#### [Problem details]
Take the records below and retype them line by line, from the first line through the one containing "359L521 381L516 436L598"; stop there.

#### [Raw data]
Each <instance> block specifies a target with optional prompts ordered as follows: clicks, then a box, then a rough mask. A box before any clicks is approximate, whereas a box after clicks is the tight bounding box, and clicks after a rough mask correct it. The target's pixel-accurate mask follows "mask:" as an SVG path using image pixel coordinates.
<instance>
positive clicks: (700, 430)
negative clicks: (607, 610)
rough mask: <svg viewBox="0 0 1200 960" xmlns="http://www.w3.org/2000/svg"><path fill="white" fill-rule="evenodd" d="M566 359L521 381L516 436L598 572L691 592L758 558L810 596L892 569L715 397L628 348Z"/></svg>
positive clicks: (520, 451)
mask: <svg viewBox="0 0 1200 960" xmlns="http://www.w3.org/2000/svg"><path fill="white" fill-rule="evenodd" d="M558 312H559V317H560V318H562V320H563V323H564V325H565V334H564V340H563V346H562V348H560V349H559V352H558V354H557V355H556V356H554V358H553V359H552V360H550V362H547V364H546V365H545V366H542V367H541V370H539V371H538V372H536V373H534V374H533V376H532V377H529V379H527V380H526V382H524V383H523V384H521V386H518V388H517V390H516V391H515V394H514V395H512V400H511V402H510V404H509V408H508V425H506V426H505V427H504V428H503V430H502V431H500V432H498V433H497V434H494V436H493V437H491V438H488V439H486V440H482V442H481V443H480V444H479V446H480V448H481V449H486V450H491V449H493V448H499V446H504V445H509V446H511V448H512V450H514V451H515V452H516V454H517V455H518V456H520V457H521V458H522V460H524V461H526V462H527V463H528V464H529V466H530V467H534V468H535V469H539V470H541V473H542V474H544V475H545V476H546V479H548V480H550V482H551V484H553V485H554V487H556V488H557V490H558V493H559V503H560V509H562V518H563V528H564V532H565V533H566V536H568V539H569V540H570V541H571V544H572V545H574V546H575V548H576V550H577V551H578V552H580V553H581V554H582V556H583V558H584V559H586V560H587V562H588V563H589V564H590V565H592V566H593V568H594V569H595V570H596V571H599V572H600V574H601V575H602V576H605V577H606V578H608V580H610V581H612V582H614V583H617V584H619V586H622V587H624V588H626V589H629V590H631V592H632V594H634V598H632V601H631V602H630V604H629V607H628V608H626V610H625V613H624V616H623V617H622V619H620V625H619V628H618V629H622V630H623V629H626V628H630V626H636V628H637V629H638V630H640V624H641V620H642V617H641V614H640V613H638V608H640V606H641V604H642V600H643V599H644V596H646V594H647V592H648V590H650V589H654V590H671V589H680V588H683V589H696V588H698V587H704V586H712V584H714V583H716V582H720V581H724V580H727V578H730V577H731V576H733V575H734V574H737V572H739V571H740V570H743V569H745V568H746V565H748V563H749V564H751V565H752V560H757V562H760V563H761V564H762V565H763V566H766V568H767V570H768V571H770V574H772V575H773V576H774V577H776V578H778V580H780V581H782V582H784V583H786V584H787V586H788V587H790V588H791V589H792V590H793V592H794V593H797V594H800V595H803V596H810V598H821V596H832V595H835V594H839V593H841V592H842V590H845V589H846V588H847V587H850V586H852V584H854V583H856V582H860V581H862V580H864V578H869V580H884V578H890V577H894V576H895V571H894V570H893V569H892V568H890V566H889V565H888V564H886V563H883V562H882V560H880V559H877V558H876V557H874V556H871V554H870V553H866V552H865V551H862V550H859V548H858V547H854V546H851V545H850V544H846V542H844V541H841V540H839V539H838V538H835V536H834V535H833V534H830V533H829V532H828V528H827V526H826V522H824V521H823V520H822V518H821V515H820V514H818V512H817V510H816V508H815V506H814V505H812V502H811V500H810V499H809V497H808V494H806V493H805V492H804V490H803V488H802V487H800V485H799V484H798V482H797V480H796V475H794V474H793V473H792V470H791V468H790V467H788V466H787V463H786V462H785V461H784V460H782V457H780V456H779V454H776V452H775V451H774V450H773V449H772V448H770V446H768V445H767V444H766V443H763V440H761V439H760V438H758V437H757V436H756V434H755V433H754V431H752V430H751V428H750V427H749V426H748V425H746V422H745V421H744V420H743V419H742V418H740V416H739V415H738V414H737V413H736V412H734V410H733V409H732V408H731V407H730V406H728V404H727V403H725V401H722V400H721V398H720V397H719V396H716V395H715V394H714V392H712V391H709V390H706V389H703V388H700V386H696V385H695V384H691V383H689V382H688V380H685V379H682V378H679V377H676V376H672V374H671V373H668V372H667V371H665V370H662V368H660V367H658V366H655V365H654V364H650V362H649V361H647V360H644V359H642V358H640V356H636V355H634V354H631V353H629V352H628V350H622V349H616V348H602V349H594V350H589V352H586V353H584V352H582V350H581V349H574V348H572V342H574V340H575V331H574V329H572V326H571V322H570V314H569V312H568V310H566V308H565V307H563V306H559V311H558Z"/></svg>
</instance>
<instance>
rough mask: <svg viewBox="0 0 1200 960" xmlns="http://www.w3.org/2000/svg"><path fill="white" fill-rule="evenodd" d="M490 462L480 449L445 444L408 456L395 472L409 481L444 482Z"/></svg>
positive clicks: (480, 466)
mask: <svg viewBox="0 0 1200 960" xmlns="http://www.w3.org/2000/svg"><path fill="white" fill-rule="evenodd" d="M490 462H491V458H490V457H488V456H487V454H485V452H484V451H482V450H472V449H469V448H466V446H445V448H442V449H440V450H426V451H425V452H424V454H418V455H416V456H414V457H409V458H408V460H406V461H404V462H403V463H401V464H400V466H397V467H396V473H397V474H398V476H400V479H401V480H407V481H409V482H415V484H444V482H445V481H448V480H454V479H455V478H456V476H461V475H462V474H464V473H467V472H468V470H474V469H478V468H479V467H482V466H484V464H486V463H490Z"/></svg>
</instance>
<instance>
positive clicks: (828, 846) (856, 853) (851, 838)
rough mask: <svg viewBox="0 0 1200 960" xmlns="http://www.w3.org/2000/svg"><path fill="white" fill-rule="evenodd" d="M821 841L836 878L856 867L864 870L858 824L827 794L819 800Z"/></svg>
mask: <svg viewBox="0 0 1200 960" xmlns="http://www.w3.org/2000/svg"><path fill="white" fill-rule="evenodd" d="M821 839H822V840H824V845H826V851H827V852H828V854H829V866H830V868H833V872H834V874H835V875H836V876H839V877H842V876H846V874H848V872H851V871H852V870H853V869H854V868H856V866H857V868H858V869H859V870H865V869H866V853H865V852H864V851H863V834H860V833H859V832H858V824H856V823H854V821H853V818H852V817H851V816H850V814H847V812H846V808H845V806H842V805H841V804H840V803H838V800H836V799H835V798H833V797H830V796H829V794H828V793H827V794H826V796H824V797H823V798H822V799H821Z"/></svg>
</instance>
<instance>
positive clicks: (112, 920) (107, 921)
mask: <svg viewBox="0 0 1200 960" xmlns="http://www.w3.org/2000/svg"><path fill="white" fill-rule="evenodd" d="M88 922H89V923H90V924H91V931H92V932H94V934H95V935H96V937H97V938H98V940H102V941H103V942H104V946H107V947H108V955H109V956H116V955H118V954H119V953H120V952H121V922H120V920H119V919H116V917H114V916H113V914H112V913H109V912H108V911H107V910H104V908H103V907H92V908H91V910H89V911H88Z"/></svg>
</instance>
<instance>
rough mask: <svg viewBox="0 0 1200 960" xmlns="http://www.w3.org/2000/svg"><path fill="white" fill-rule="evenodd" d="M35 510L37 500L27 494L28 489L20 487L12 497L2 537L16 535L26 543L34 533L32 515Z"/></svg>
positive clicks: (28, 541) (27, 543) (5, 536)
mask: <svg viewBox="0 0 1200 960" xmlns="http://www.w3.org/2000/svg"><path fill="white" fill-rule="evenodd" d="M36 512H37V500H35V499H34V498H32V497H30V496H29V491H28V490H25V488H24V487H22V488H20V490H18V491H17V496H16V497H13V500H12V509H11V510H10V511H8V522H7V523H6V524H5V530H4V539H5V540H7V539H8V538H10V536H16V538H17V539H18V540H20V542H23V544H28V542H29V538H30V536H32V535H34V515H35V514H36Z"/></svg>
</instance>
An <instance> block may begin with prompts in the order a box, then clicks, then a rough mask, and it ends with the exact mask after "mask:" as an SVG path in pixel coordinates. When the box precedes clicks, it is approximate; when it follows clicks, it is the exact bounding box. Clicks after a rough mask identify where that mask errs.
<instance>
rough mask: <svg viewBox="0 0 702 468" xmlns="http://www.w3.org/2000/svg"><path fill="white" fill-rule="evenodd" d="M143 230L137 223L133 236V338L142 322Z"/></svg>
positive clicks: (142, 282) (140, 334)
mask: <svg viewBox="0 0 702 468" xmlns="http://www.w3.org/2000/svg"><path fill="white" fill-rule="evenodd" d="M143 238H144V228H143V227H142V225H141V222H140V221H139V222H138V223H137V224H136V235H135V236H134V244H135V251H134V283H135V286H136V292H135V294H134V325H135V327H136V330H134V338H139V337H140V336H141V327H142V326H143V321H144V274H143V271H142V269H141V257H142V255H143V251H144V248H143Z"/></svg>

#### [Result]
Each <instance> block specifies a target with optional prompts ordered as follows: clicks, then a box, then a rough mask. A box before any clicks is approximate, whereas a box after clicks is the tight bounding box, and clicks after a rough mask correct it. The target's pixel-accurate mask follows "mask:" as an SVG path using image pixel coordinates.
<instance>
positive clicks: (700, 430)
negative clicks: (607, 610)
rough mask: <svg viewBox="0 0 1200 960" xmlns="http://www.w3.org/2000/svg"><path fill="white" fill-rule="evenodd" d="M566 359L521 381L516 436L598 572L691 592L758 558L810 596L892 569L715 397L628 348Z"/></svg>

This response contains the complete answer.